## REQUIRED WORK
Below is a block of records. Copy every line in it that contains the word "Target".

## Region pointing data
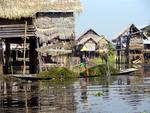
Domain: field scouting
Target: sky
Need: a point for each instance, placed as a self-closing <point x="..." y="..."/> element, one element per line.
<point x="110" y="17"/>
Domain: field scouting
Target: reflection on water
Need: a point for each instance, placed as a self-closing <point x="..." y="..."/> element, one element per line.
<point x="122" y="94"/>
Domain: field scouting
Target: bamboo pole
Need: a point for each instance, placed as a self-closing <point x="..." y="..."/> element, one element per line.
<point x="24" y="49"/>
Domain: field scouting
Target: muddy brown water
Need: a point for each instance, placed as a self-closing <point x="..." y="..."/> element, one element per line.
<point x="120" y="94"/>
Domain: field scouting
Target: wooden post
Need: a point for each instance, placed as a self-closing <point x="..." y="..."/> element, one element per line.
<point x="1" y="57"/>
<point x="24" y="49"/>
<point x="7" y="57"/>
<point x="33" y="55"/>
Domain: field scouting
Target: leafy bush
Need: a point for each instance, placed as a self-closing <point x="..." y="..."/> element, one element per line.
<point x="58" y="73"/>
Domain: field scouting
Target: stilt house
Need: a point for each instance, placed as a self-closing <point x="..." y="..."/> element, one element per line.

## FINISHED EXERCISE
Target: sky
Target: reflection on water
Target: bamboo pole
Target: muddy brown water
Target: wooden post
Target: leafy bush
Target: stilt house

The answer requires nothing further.